■ **指示文 1**: 聖徳太子虚構説を批判する本文を2文に要約してください。

■ **本文**:
2024年01月08日 | 大山誠一「聖徳太子虚構説」への批判

 「<聖徳太子>はいなかった」という大山説が学界でまったく相手にされなくなって10年以上たちますが、面白いものを入手しました。

大山誠一『創作された聖徳太子像と蘇我馬子の王権』
(CD2枚組:アートデイズ、2011年)

 こんな講演CDが出ていたとは知りませんでした。聞いてみたら、聖徳太子に関する資料は後代に捏造されたものばかりだが、学問というのは「真実を追求するもの」であるため、「嘘を積み重ねてもですね、学問にはならないのですよ」と言いながら、嘘をいくつも語っていました。

 ある文献を610年頃と見るか、630年頃と見るか、650年頃と見るかというのは意見の違いであって、いろいろな説がありえます。ただ、一人だけ720年頃と主張する人がいたら、かなり強引な説ということになりますが、まったくあり得ないわけではありません。

 しかし、文献に書いてないこと、それも学界の常識と異なることを「この文献は~と述べてます」などと語ったら、それは説の違いではないですし、自分の説の証拠として語っていたなら、嘘としか言いようがありません。

データ記録
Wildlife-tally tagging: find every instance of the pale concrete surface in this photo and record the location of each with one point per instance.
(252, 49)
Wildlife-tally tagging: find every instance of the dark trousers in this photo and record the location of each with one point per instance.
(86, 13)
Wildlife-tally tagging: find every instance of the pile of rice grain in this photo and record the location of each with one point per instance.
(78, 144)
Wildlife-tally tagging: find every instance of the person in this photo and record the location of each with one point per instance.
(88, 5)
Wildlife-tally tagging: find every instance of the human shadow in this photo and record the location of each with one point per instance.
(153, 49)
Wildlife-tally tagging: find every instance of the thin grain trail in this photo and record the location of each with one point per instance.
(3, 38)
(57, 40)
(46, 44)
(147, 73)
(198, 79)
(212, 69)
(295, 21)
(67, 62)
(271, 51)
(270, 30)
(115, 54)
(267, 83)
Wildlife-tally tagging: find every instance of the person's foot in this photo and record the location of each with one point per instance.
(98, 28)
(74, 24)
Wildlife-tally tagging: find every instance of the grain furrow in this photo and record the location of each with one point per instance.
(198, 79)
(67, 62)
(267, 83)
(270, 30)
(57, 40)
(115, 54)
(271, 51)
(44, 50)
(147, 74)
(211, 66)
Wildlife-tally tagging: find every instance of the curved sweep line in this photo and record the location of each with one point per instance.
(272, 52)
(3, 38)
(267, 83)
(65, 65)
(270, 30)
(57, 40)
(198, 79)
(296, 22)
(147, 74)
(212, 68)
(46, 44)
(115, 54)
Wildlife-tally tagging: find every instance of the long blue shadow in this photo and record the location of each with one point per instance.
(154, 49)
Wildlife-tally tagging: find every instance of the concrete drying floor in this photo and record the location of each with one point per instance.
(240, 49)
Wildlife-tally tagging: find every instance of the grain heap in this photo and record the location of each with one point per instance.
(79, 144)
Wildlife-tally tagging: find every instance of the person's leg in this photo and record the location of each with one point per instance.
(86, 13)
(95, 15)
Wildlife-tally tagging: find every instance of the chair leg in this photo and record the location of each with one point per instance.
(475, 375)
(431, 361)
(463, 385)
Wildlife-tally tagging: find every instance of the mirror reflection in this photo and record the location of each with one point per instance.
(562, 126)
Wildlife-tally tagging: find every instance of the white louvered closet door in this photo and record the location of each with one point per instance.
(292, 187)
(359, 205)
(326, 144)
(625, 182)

■ **指示文 2**: 上のエントリから「concrete」という文字列を含む行をすべて特定し、各行を書き写してください。

■ **正解 1**: 聖徳太子はいなかったとする大山誠一の説は、学界で相手にされなくなって10年以上たつ。筆者は大山の講演CD『創作された聖徳太子像と蘇我馬子の王権』(2011年)を聞き、大山が「嘘を積み重ねても学問にはならない」と言いながら嘘をいくつも語っていたと述べ、文献の年代の見方の違いは説の違いだが、文献に書いていないことを書いてあるかのように語って自説の証拠とするのは嘘だと批判している。

■ **正解 2**:
Wildlife-tally tagging: find every instance of the pale concrete surface in this photo and record the location of each with one point per instance.
Wildlife-tally tagging: find every instance of the concrete drying floor in this photo and record the location of each with one point per instance.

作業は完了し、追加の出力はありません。